Task objective:
Write out the full listing, matching it line for line.

Data to examine:
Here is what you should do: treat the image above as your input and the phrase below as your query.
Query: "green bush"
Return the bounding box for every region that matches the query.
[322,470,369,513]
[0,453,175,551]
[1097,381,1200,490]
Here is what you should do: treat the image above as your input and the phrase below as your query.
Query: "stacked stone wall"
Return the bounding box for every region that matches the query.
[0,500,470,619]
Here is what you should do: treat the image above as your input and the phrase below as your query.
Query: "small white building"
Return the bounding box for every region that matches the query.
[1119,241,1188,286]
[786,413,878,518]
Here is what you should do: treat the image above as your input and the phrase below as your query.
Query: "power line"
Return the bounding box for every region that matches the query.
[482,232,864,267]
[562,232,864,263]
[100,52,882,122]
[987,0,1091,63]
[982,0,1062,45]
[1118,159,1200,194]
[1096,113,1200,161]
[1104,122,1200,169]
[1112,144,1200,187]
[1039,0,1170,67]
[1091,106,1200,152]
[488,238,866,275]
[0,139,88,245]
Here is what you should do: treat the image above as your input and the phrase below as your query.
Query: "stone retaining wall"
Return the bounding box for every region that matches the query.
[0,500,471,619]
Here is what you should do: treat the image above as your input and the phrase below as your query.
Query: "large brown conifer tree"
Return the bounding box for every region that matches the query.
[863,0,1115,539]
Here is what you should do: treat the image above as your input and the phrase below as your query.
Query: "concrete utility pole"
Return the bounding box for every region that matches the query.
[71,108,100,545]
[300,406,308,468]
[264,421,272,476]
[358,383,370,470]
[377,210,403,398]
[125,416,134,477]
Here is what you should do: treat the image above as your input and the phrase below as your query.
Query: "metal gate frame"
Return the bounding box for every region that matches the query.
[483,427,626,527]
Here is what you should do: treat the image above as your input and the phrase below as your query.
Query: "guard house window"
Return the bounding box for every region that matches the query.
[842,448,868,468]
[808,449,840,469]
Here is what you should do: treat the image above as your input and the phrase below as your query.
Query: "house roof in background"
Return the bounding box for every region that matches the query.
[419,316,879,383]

Task answer:
Here is what you should do: treat the image above as your input and the phrase below as your query.
Query: "green bush"
Return the bounding box for every region that matches the query.
[322,470,369,513]
[0,453,175,551]
[1097,381,1200,490]
Here is what you should do: treat the image above as your input and the phrase below as your query.
Query: "stacked stone wall"
Return the bounding box for every region that matches the query.
[0,500,470,619]
Here is what you should do: treat the image above as your input and the phrase below as your query.
Query: "small white building"
Return the bounding box for every region that matches the query.
[1119,241,1188,286]
[786,413,878,518]
Here is what you should do: treat the image above as your input and the phrase below as your query.
Query: "power line"
Return the bounding box for every region that matches the query.
[482,232,864,267]
[562,232,864,263]
[100,52,882,122]
[987,0,1091,63]
[982,0,1062,45]
[1118,159,1200,194]
[1096,113,1200,161]
[1104,122,1200,169]
[1112,144,1200,187]
[1039,0,1170,67]
[1091,106,1200,152]
[488,238,866,275]
[0,139,88,245]
Here is what you should do: treat the image above as your input and the phrase below as your query.
Query: "stone retaining wall"
Return the bounding box for every region that matches the query.
[0,500,471,619]
Here is what you should do: treat the image above as your input and the phrase below as your query.
Query: "large brown conifer tree"
Return the bounding box for every region that matches the query.
[863,0,1115,539]
Here is what you should do: treat the image above as your input and the phrase below as your query.
Query: "concrete utility pole"
Return the bounding box for every region that matches the query.
[71,108,100,545]
[300,406,308,468]
[264,421,272,476]
[358,383,370,470]
[377,210,403,398]
[125,416,134,477]
Here is what you should do: treat the image above as your input and the phrase below as your query.
Query: "metal gate frame"
Return the bounding box for every region that matches the query.
[483,427,626,527]
Here is what you should do: treat the image above as your input and the phrase below as your query.
Query: "guard house window"
Return the bounding box for every region that matches the query.
[842,448,868,468]
[808,449,840,469]
Here is what you should do: treat the image above as your input and the phrase below as your query.
Query: "house roof in background"
Return the bounding box for every region that matches the query.
[419,316,879,383]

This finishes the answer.